▶ [Job]
What follows is a listing; give it again exactly, in its entirety.

Begin Supplied records

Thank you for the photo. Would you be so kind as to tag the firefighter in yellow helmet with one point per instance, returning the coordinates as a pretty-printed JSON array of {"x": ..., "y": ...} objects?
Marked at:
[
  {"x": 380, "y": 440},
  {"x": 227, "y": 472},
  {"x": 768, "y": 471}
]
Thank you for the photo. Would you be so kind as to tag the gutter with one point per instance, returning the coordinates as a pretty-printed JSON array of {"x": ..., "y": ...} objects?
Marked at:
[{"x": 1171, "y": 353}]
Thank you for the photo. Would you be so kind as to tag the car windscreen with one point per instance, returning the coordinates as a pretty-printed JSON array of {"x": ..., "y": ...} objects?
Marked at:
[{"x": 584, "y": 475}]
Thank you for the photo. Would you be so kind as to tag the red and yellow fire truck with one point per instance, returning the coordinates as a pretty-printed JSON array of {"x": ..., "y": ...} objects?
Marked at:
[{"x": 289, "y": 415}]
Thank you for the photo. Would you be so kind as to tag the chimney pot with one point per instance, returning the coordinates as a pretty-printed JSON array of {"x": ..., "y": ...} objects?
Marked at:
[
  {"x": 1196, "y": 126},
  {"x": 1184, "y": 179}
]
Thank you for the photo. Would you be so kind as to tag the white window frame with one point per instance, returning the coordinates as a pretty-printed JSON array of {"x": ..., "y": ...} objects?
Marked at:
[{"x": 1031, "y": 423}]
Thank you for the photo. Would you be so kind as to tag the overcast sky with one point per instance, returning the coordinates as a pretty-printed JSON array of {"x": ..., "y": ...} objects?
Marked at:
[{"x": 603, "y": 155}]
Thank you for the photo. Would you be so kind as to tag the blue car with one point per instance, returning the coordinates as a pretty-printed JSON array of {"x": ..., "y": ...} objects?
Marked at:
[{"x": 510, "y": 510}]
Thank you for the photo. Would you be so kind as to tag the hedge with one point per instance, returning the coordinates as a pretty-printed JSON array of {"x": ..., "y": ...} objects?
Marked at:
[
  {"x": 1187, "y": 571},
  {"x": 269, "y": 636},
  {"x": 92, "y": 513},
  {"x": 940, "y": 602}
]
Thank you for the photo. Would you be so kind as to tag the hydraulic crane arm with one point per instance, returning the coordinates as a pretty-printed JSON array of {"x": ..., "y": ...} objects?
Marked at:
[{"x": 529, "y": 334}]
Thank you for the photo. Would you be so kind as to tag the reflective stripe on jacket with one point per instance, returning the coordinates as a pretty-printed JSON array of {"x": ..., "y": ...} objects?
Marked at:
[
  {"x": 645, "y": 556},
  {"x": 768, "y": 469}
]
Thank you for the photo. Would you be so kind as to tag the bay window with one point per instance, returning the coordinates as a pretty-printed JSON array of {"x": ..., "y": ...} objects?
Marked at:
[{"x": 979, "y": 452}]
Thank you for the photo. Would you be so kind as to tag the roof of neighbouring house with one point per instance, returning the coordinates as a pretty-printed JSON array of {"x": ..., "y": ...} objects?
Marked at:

End Supplied records

▶ [Task output]
Thank you for the photo. Would you be so kind as to tag the firefighter in yellow helmet with one point per instance, returning the coordinates as a pretty-printed JSON array of {"x": ..., "y": ...} objects?
Marked at:
[
  {"x": 380, "y": 440},
  {"x": 227, "y": 472},
  {"x": 768, "y": 471}
]
Thank you for the photo. Would you be so kind as to tag the gutter with one point per instance, returning the coordinates as a pretty-printed JSON array of {"x": ..., "y": ...} objects?
Marked at:
[{"x": 1171, "y": 353}]
Thank you for the photo. Would you be so kind as to tag the car windscreen with one point per instance, returning the coordinates as a pretty-printed JSON array of {"x": ..., "y": ...} objects?
Marked at:
[{"x": 584, "y": 475}]
Thank you for the photo. Would you be so kind as to tag the red and yellow fire truck with one point per instance, returning the coordinates as a pretty-printed JSON array of {"x": ..., "y": ...} objects?
Marked at:
[{"x": 289, "y": 415}]
Thank you for the photo. Would you be so kind as to tag the chimney pot with one point per instance, returning the coordinates as a pretty-printed JSON array of {"x": ..., "y": ...} objects?
Marked at:
[
  {"x": 1196, "y": 126},
  {"x": 1184, "y": 179}
]
Thank you for the photo. Would you be so kind as to tag the white window frame with one point per instance, returning the coordinates as a pretty-printed JSON array of {"x": ..., "y": ...} objects?
Marked at:
[{"x": 1031, "y": 423}]
Thank you for the photo. Would you be so kind as to tag the overcast sky with one point per instance, returning the coordinates as a pretty-printed JSON array of {"x": ..., "y": ...} objects?
Marked at:
[{"x": 603, "y": 155}]
Thank you for the photo. Would you be so kind as to tag the blue car with one point per instance, returning the coordinates as a pretty-printed JSON array of {"x": ..., "y": ...} objects?
Marked at:
[{"x": 510, "y": 510}]
Thank you for the photo. Would you be so kind as to tag the hedge with one point per instance, returning the coordinates as a pretty-printed JSON array of {"x": ..., "y": ...} objects?
Marked at:
[
  {"x": 1187, "y": 571},
  {"x": 269, "y": 636},
  {"x": 92, "y": 513},
  {"x": 940, "y": 602}
]
Thank you for the photo. Would you be so kind as to tag the hydraulic crane arm with one point per instance, returning the coordinates as a pretty-printed JSON array of {"x": ..., "y": ...} objects?
Marked at:
[{"x": 529, "y": 334}]
Thank you for the photo. Would you be so kind as to tag the reflective stripe on jacket with one point per instance, returning the coordinates as a pretty-printed JSON array of {"x": ..., "y": ...} objects?
Marked at:
[
  {"x": 645, "y": 556},
  {"x": 768, "y": 469}
]
Thank you for the photo. Would you be so kind as to tag the bay window with one point per instance, returning the coordinates as a pretty-printed JSON array of {"x": ..., "y": ...} objects?
Marked at:
[{"x": 979, "y": 452}]
Thank you for the photo. Would you be so kind as to tag the roof of neighbouring house with one point per instance, returning the coordinates as a pretty-printed JSON array of {"x": ..., "y": ...} objects?
Marked at:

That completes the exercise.